Quoted passage:

To conduct the research, scientists will use a $3.4 million grant from the National Institute of Food and Agriculture, an arm of the U.S. Department of Agriculture.

The system would extend from a tractor or ATV to grab the tree trunk. Because the grip has many small needles, it can create numerous tiny openings in the tree, said Batuman, a faculty member at the UF/IFAS Southwest Florida Research and Education Center in Immokalee, Florida.

Bactericides can enter the tree through those small openings, he said. These areas on the trunk with openings will be covered with a reservoir, such as a funnel or plastic balloon, that will hold the liquid containing the bactericide, Batuman said. The liquid then slowly enters through the holes of the trunk.

This contrasts with traditional tree trunk injections, in which a grower would use large, single-needle syringes to inject liquid materials in one spot, Batuman said.

Most bactericide treatments are not very effective at staving off citrus greening because they were not directly delivered into the citrus vascular system, where greening — and its associated bacterium, Candidatus Liberibacter asiaticus (CLas) lives, he said. The therapeutic chemicals can kill or suppress the growth of CLas and can be used in greening-affected plants, Batuman said. The system can also help newly planted trees fight greening by controlling the Asian citrus psyllid, which can transmit greening into citrus plants, he added.

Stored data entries
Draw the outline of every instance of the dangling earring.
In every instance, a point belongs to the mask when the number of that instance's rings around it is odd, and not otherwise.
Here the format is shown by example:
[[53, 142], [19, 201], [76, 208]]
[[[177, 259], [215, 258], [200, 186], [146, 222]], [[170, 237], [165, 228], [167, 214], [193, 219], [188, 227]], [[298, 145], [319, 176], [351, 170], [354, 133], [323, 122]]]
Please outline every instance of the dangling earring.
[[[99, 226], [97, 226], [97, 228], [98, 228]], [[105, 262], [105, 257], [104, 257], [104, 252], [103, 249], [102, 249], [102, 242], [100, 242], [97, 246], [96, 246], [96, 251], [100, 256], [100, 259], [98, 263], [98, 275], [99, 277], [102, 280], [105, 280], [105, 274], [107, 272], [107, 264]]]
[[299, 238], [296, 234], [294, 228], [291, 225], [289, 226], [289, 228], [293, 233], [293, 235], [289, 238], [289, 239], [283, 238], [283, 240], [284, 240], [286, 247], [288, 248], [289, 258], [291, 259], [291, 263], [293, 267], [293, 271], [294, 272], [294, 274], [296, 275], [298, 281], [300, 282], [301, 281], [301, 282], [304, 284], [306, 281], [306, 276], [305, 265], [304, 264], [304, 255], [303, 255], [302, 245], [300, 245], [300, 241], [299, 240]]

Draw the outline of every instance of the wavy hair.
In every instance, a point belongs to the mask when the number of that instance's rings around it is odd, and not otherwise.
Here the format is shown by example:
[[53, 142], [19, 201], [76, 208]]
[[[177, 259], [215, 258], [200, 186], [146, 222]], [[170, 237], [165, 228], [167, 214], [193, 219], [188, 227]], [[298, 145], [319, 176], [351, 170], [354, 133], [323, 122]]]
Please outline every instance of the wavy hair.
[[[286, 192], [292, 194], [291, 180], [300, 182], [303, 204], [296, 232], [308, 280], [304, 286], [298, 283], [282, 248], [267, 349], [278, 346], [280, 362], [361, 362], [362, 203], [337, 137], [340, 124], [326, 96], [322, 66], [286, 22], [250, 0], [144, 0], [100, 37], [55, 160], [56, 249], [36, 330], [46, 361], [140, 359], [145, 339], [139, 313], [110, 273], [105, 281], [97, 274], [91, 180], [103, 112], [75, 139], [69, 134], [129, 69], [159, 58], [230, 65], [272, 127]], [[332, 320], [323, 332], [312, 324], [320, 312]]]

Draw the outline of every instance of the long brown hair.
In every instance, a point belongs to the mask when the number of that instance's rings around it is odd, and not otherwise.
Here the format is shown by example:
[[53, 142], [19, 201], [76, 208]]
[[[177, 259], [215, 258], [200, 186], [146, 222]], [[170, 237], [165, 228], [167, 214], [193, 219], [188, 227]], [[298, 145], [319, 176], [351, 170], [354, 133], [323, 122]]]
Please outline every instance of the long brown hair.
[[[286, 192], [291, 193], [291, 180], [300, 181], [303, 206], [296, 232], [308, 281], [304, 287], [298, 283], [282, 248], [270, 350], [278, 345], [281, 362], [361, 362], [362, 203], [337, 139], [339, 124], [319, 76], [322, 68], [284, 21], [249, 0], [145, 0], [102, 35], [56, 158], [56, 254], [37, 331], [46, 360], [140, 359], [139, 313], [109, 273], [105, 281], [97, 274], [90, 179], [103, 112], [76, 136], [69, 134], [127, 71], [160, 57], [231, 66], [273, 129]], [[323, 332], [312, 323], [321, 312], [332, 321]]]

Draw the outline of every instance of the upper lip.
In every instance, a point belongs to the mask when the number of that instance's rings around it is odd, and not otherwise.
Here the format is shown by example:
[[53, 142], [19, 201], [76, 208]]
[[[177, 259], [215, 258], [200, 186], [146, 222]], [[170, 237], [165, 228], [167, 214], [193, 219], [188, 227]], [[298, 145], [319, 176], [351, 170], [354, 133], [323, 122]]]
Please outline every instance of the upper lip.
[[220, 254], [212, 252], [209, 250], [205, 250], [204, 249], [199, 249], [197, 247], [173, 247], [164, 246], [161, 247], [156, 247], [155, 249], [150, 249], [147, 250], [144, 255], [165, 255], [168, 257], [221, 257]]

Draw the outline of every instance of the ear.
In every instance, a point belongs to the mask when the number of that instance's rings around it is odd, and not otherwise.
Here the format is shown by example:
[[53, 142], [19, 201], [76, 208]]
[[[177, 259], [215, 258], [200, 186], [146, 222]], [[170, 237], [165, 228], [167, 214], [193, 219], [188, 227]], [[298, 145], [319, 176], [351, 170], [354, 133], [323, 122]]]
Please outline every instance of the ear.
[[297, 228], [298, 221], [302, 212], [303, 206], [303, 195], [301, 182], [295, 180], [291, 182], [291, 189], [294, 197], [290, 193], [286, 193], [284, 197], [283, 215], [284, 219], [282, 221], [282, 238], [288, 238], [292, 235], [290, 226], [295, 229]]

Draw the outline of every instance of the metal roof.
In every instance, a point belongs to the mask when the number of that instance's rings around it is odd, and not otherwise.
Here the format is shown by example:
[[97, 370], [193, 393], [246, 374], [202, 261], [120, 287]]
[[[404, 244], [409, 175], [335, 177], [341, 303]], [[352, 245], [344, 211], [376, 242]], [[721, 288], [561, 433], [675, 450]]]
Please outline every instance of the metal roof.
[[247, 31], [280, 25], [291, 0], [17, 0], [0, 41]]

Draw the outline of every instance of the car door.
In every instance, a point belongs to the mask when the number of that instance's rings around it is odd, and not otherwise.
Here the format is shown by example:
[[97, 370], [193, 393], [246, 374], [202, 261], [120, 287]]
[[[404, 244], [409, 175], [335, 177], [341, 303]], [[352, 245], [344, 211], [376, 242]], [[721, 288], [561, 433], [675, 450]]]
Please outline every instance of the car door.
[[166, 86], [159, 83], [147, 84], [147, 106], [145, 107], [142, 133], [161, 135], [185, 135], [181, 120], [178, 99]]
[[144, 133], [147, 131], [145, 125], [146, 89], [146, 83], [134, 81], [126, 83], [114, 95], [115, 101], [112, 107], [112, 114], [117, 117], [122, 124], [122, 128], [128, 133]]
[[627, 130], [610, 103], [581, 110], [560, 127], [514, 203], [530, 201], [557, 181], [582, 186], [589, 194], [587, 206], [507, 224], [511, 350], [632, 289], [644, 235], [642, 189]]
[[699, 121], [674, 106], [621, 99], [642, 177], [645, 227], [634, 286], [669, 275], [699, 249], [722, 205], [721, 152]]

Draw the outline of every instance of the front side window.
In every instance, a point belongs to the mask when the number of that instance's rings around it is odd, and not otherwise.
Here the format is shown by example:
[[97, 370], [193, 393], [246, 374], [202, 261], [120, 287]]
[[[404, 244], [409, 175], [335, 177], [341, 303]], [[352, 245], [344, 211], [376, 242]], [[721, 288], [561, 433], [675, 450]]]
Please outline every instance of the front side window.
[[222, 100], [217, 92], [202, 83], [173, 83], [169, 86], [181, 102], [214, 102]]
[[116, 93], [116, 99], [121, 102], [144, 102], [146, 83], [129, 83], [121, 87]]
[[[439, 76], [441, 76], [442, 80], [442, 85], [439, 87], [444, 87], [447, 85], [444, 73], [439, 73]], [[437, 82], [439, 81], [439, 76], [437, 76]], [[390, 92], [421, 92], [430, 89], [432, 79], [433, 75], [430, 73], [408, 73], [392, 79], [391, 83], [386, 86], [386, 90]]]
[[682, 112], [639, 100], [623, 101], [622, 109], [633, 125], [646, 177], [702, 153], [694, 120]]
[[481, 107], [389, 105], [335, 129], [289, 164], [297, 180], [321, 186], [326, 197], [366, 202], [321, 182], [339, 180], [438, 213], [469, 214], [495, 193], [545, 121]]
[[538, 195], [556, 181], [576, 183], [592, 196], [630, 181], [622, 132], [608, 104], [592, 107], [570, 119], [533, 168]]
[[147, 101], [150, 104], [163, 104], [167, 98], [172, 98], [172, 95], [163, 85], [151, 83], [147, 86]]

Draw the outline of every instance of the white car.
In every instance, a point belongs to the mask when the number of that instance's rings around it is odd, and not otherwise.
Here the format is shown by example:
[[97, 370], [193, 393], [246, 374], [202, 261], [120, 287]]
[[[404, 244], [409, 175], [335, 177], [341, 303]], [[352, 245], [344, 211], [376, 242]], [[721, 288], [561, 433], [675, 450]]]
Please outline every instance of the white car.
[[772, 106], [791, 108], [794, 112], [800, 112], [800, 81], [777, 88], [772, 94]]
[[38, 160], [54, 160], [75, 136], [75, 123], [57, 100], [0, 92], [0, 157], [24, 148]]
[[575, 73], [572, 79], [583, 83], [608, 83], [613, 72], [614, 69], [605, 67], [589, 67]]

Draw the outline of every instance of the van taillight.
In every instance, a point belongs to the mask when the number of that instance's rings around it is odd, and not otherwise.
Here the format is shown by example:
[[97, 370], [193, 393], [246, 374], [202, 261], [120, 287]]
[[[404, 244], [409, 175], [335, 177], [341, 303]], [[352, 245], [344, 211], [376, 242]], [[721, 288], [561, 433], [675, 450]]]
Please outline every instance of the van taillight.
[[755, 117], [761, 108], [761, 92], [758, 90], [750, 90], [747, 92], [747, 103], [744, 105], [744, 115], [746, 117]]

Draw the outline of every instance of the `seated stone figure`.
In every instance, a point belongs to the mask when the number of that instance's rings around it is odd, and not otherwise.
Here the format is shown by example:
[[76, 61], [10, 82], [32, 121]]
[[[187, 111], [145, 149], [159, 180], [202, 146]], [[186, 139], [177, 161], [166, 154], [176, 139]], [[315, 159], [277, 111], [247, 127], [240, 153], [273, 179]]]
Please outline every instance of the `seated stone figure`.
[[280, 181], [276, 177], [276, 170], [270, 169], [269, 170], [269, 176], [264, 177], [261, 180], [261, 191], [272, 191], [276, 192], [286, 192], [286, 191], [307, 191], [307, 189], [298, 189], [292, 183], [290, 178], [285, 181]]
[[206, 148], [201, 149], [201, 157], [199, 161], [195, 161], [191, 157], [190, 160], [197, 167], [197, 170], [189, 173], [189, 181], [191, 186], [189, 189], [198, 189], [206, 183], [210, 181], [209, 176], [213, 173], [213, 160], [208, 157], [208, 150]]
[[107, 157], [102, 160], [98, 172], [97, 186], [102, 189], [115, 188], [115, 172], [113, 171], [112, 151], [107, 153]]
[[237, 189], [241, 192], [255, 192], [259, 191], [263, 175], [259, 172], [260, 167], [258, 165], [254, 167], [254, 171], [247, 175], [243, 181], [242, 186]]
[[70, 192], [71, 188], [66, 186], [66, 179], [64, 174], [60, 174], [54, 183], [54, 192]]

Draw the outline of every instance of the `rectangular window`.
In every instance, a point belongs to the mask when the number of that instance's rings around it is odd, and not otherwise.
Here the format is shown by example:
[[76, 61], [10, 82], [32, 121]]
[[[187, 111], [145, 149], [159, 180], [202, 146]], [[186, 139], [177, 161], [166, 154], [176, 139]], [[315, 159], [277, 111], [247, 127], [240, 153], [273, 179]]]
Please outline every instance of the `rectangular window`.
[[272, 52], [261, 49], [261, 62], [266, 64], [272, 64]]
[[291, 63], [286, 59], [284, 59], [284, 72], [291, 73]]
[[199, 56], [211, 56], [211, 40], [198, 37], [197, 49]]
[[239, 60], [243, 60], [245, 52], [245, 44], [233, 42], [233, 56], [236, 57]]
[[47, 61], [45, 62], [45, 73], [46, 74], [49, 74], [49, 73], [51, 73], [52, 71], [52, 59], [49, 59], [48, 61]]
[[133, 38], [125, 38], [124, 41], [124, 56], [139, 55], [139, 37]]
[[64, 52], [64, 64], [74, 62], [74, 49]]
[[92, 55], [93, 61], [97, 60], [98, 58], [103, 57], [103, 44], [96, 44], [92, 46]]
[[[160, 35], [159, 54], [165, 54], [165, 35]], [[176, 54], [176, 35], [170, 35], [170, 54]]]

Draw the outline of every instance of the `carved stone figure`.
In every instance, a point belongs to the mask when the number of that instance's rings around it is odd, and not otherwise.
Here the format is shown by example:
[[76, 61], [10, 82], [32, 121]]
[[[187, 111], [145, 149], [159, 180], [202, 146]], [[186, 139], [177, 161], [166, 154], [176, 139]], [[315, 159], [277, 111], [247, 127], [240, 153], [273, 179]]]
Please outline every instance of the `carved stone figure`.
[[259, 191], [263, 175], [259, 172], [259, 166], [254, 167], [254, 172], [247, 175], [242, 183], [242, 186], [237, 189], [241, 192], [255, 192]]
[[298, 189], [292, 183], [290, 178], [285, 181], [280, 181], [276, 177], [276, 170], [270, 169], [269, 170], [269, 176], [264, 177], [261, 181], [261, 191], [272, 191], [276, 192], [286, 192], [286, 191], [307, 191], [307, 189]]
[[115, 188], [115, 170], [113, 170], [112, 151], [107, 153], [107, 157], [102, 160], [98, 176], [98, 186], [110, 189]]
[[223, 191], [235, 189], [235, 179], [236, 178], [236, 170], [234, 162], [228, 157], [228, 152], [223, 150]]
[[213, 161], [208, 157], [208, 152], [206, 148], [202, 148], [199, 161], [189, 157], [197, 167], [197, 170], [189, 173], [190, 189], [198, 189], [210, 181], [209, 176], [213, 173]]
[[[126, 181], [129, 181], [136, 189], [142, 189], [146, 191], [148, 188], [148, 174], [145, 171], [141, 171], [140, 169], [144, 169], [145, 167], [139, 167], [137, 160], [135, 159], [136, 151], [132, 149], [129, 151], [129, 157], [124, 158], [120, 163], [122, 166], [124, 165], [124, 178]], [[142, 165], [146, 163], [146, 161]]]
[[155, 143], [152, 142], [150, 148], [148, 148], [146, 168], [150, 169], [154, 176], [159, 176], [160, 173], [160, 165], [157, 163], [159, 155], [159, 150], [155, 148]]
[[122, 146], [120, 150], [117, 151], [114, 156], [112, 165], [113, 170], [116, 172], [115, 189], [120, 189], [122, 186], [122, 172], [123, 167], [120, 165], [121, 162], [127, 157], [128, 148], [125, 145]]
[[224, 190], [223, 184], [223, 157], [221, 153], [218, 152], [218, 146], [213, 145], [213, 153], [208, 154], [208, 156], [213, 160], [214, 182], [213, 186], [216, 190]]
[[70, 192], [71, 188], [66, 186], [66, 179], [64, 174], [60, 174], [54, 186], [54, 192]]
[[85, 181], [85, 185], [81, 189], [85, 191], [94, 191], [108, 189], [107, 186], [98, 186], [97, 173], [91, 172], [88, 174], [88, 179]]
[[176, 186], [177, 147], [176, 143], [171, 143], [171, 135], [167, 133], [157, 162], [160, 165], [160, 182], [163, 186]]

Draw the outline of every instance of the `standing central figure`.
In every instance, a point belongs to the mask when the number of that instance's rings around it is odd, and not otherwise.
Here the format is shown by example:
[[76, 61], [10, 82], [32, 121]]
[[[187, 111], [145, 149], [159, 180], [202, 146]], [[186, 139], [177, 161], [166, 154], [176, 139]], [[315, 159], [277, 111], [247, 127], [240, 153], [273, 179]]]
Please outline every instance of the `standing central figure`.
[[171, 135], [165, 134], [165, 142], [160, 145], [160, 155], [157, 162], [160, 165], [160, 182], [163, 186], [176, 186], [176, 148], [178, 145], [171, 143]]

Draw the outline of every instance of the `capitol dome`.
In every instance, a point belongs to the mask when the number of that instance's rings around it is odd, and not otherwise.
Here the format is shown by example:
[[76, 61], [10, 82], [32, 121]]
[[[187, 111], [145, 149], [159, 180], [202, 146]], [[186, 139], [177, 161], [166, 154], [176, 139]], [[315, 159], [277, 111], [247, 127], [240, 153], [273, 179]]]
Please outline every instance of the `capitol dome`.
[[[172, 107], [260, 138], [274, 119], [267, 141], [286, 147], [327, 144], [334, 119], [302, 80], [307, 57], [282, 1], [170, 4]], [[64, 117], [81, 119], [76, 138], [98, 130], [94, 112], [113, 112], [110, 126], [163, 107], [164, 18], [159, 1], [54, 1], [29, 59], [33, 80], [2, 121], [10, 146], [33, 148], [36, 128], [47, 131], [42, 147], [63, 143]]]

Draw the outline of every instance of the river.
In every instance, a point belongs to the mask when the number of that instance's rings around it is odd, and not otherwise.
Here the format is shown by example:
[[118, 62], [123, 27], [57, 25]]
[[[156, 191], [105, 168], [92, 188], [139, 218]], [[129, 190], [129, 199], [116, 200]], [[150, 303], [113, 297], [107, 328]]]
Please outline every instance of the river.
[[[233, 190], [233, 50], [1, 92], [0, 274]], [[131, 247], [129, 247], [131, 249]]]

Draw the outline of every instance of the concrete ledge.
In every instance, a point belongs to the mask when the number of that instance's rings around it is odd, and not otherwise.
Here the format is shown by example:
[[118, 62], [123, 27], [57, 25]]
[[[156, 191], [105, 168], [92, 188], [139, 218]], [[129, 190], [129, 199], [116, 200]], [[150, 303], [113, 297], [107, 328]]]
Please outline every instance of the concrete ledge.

To do:
a) Decide whether each statement agrees with the citrus greening passage: (i) the research grant comes from the National Institute of Food and Agriculture; (ii) traditional trunk injections use a grip with many small needles; (iii) the Asian citrus psyllid can transmit greening into citrus plants. Answer yes or no for each, and quote the deciding words of the passage.
b) Repeat everything in the citrus greening passage from "The system would" down to "spot, Batuman said.".
c) Carry on the citrus greening passage from where it stops.
These records have no connection to the citrus greening passage.

Responses:
a)
(i) Yes: "a $3.4 million grant from the National Institute of Food and Agriculture"
(ii) No: "a grower would use large, single-needle syringes to inject liquid materials in one spot"
(iii) Yes: "the Asian citrus psyllid, which can transmit greening into citrus plants"

b)
The system would extend from a tractor or ATV to grab the tree trunk. Because the grip has many small needles, it can create numerous tiny openings in the tree, said Batuman, a faculty member at the UF/IFAS Southwest Florida Research and Education Center in Immokalee, Florida.

Bactericides can enter the tree through those small openings, he said. These areas on the trunk with openings will be covered with a reservoir, such as a funnel or plastic balloon, that will hold the liquid containing the bactericide, Batuman said. The liquid then slowly enters through the holes of the trunk.

This contrasts with traditional tree trunk injections, in which a grower would use large, single-needle syringes to inject liquid materials in one spot, Batuman said.

c)
Researchers see the automated delivery system as part of an integrated pest management program to help stem the psyllid.

“We are developing a delivery method that will send chemicals with therapeutic potential into phloem, where bacteria live,” Batuman said.

This four-year project will also study citrus vascular systems with a multidisciplinary research team. Members of the team are Nabil Killiny, associate professor of plant pathology; Amit Levy, assistant professor of plant pathology; Ute Albrecht, assistant professor of horticultural sciences; Fernando Alferez, assistant professor of horticultural sciences; Yiannis Ampatzidis, assistant professor of agricultural and biological engineering and Tara Wade, assistant professor of food and resource economics — all with UF/IFAS. Also on the team are Louise Ferguson, Extension specialist with the University of California-Davis and Veronica Ancona, assistant professor of plant pathology at the Texas A&M University-Kingsville Citrus Center.